Thirty Years Under the Sign of the Black Mark

Bathory‘s Under the Sign of the Black Mark turned turned thirty years​ old last month. The album marked the start of Quorthon adding in the epic atmosphere of Manowar and Iron Maiden which would come to fruition on Blood Fire Death. Under the Sign of the Black Mark also happened to be one of the first black metal CDs I ever purchased, which I preceded to play non-stop for about a week until getting bored of it and going back to listening to Altars of Madness.

Under the Sign of the Black Mark saw Quorthon regress from the black metal song structures of The Return……, themselves a linearized version of the riff mazes of Mercyful Fate and Slayer‘s Hell Awaits, into simpler ones reminiscent more of heavy and speed metal that were almost like a simplified, less progressive version of Motorhead. Songs featured distinct verse and chorus riffs that Quorthon’s harshly sung vocals followed in heavy metal style. Like most heavy metal, the songs were too repetitive for repeated listening without boredom resulting. The initial luster and awe wore off Under the Sign of a Black Mark in a few spins unlike Bathory and The Return…….

Listed records:
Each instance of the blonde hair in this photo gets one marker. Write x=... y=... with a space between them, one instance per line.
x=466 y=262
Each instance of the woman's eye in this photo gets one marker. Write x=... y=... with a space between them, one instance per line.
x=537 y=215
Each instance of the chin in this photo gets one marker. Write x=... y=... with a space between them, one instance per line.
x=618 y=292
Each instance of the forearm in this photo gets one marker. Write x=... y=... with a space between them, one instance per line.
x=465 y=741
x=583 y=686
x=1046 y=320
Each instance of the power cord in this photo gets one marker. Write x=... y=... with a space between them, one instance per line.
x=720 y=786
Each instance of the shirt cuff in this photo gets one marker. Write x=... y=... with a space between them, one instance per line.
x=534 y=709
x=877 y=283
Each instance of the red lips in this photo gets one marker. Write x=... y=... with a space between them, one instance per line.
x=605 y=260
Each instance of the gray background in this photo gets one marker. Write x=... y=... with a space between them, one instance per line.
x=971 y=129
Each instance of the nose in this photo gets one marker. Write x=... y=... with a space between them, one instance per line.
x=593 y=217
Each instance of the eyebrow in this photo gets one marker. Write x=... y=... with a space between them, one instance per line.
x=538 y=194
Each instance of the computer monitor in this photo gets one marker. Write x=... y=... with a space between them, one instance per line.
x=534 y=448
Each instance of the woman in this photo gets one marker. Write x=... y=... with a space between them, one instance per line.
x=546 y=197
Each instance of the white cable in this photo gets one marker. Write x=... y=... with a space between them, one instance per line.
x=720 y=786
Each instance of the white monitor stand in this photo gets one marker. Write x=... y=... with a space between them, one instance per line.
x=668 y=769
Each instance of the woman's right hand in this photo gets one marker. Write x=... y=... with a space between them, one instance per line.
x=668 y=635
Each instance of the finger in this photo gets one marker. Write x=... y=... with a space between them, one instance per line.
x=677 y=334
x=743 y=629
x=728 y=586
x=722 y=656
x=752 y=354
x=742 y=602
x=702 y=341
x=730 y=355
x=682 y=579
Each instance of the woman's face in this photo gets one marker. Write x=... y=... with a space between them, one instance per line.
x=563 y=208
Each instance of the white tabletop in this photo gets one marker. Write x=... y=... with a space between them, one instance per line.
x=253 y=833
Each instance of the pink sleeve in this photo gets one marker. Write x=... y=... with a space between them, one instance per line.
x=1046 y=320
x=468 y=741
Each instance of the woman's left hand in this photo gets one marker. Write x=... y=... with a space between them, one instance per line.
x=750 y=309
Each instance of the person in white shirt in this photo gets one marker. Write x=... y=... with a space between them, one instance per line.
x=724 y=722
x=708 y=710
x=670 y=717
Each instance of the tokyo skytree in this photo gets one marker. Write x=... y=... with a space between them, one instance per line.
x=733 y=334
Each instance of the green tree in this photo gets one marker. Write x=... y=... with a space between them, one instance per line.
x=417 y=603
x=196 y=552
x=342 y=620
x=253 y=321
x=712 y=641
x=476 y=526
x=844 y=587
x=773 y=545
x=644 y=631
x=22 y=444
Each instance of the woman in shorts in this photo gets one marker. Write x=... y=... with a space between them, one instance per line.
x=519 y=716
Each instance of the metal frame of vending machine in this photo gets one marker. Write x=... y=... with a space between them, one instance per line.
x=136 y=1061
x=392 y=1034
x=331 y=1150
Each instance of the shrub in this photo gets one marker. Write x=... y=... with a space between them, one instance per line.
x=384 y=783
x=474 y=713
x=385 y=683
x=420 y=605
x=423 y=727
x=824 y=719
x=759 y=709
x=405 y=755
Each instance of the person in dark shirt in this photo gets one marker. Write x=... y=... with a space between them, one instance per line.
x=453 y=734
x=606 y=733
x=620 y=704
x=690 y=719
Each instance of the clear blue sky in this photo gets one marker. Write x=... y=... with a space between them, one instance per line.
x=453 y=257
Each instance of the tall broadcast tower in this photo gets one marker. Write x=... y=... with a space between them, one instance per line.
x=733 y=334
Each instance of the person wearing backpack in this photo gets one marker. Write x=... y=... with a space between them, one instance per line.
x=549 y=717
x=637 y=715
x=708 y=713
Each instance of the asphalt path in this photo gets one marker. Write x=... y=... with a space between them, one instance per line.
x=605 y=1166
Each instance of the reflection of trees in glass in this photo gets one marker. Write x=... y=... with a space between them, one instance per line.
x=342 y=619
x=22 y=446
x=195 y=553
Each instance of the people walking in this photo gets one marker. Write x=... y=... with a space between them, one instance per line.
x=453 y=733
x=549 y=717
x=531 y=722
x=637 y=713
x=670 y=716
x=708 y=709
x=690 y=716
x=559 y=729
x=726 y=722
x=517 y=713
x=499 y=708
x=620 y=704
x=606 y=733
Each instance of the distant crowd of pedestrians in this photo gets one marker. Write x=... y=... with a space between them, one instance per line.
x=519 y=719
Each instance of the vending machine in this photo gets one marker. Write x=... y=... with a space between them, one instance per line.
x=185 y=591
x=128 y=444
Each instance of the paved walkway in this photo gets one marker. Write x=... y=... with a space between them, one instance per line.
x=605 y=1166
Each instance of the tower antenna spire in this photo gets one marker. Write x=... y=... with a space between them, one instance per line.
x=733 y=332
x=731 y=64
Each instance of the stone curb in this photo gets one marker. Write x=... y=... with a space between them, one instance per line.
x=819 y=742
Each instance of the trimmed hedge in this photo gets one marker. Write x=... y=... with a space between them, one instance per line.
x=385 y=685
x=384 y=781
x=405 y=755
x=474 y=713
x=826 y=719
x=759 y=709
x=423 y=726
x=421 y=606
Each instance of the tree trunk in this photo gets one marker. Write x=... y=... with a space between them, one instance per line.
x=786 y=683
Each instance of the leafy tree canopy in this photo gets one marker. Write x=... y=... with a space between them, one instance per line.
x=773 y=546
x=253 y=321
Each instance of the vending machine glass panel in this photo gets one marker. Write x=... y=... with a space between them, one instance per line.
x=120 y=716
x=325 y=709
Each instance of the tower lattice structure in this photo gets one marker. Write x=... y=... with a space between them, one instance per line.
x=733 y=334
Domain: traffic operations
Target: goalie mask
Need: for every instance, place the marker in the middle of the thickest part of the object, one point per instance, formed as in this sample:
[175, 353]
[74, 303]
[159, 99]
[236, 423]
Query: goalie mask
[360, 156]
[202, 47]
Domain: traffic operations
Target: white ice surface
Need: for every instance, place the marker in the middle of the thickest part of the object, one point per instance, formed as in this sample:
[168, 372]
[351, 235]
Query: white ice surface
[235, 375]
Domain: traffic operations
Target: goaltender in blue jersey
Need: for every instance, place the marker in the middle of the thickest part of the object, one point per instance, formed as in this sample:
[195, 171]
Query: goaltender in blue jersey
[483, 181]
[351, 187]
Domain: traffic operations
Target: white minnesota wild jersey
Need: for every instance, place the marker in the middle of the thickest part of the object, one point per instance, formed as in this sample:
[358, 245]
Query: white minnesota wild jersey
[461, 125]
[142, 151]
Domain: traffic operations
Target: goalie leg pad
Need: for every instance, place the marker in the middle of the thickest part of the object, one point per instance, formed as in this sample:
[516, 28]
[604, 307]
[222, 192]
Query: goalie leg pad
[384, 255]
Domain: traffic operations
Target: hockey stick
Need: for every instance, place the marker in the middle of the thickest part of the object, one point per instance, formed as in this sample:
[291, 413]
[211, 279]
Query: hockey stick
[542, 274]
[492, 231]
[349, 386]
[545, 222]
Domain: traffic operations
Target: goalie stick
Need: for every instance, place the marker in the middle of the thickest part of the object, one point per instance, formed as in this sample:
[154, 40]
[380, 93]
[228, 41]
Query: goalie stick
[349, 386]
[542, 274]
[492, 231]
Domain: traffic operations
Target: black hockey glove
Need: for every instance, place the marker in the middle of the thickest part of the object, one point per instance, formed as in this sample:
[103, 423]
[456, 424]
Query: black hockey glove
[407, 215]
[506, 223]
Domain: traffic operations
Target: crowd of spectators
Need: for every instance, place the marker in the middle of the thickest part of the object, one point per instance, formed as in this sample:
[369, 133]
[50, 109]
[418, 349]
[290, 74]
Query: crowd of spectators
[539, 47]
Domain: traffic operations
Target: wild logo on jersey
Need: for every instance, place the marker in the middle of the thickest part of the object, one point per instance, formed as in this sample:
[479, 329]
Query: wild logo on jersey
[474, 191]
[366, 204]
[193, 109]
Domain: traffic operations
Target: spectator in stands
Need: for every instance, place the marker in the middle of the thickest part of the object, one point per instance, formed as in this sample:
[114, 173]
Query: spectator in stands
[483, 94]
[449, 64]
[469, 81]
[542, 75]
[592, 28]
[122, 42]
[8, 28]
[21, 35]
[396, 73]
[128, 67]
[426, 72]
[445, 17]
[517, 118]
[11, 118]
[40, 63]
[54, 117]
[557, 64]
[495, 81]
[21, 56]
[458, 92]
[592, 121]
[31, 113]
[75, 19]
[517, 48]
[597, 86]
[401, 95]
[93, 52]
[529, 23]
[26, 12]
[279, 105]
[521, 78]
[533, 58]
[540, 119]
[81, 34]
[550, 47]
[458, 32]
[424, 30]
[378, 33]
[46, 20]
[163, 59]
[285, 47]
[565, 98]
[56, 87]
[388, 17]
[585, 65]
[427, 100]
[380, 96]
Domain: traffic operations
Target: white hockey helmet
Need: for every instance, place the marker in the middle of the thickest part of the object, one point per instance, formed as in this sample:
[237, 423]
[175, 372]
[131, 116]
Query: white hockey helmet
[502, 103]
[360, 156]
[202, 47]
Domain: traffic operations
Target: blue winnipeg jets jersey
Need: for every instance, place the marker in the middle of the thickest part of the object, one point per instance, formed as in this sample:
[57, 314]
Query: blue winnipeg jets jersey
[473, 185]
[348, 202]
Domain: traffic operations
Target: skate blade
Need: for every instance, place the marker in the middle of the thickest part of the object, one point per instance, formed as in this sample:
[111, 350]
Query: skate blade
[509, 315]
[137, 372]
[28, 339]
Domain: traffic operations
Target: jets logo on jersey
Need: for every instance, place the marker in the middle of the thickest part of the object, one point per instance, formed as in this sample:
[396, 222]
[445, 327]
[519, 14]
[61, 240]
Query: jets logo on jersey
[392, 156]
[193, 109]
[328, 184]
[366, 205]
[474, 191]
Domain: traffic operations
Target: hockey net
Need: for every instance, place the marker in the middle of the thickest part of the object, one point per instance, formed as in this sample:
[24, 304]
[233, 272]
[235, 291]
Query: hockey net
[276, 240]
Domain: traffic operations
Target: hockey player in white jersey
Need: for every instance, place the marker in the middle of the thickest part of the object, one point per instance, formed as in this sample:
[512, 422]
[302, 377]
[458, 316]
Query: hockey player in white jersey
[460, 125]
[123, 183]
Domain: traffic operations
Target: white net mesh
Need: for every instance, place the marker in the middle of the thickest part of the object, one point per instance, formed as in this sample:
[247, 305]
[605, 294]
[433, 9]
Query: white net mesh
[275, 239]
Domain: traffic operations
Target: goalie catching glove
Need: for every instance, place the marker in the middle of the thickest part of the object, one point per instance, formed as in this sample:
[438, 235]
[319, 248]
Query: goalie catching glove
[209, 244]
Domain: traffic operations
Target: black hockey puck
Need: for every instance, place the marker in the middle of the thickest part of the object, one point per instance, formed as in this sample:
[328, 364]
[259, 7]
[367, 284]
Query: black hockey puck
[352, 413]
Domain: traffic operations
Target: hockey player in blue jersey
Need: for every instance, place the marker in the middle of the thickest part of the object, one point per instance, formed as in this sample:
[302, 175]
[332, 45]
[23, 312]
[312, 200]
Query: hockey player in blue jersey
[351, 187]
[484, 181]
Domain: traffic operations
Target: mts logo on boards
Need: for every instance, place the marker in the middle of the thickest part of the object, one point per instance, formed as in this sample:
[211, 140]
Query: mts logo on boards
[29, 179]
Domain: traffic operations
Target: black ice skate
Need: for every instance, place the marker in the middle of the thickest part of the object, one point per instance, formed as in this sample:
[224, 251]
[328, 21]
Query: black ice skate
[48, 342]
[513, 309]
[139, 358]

What the exercise asks:
According to the album review, why did the initial luster of Under the Sign of the Black Mark wear off after a few spins? The rows above were taken from a separate source.

The result:
The songs moved to simpler heavy and speed metal structures with distinct verse and chorus riffs. Like most heavy metal, they were too repetitive to withstand repeated listening without becoming boring.